Given the records below, would you repeat exactly the lines that begin at the one containing "Where can the trimmed" and end at the one containing "Where can the wispy", inclusive?

-- Entries provided follows --

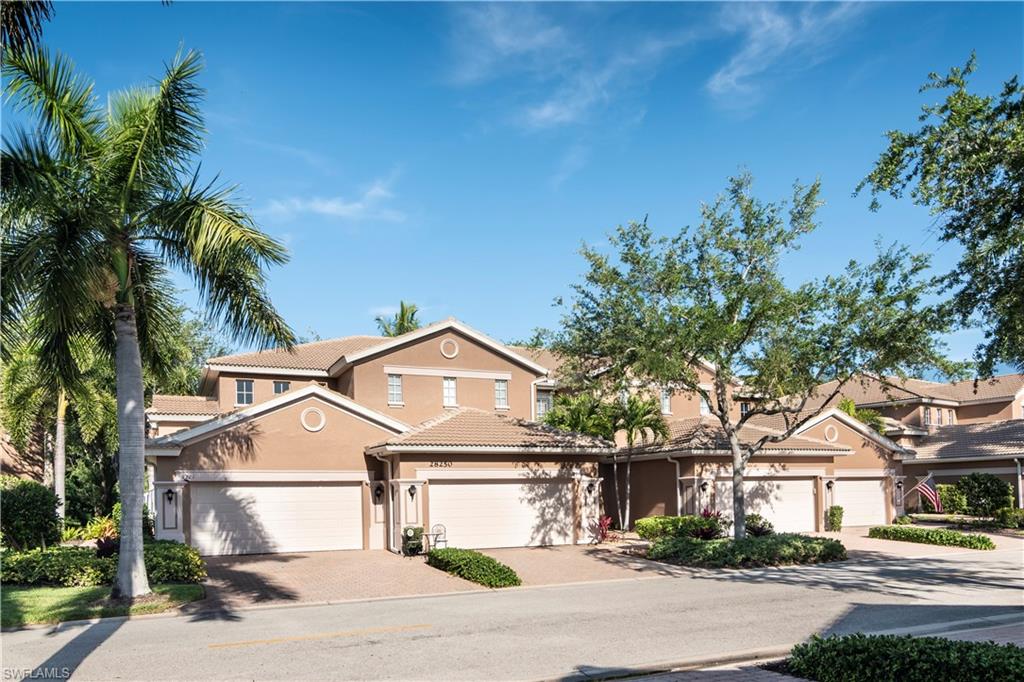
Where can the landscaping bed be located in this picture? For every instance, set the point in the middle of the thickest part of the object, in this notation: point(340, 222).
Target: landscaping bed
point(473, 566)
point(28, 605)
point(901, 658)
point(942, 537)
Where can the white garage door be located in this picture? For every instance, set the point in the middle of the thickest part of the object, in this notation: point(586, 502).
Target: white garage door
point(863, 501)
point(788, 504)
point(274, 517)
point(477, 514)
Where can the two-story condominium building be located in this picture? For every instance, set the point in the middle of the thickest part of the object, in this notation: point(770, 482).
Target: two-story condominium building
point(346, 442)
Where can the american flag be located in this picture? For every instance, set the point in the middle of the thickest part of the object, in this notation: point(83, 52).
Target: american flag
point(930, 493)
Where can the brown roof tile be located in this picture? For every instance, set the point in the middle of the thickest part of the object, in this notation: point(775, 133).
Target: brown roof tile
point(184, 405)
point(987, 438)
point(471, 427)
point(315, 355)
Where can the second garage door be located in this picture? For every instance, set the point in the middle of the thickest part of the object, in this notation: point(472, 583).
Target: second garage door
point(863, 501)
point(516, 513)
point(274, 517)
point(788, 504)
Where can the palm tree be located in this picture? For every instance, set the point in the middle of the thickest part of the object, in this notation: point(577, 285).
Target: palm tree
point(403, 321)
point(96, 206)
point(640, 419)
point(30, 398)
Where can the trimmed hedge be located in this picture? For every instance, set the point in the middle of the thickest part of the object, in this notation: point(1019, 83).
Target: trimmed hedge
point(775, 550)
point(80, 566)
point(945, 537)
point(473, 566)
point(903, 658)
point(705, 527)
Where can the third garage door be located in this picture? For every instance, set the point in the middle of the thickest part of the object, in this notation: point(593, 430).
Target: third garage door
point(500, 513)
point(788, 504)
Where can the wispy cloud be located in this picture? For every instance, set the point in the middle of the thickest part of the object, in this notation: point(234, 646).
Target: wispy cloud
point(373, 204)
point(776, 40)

-- Entries provided concluded --

Result of the task:
Where can the trimmed hedge be located in this picture? For every instance, set the point in the middle of the thickest part of the object, in this notation: point(1019, 83).
Target: trimmed hedge
point(775, 550)
point(80, 566)
point(945, 537)
point(473, 566)
point(903, 658)
point(705, 527)
Where can the third garage door be located in this picture? For every instance, set the point in the middle of the thickest part of the object, in this notation: point(593, 430).
Target: third garage door
point(500, 513)
point(788, 504)
Where can the wispy cloud be located in this picture? For every instance, set the point in the middle of the thickest part of the object, in this notation: point(234, 646).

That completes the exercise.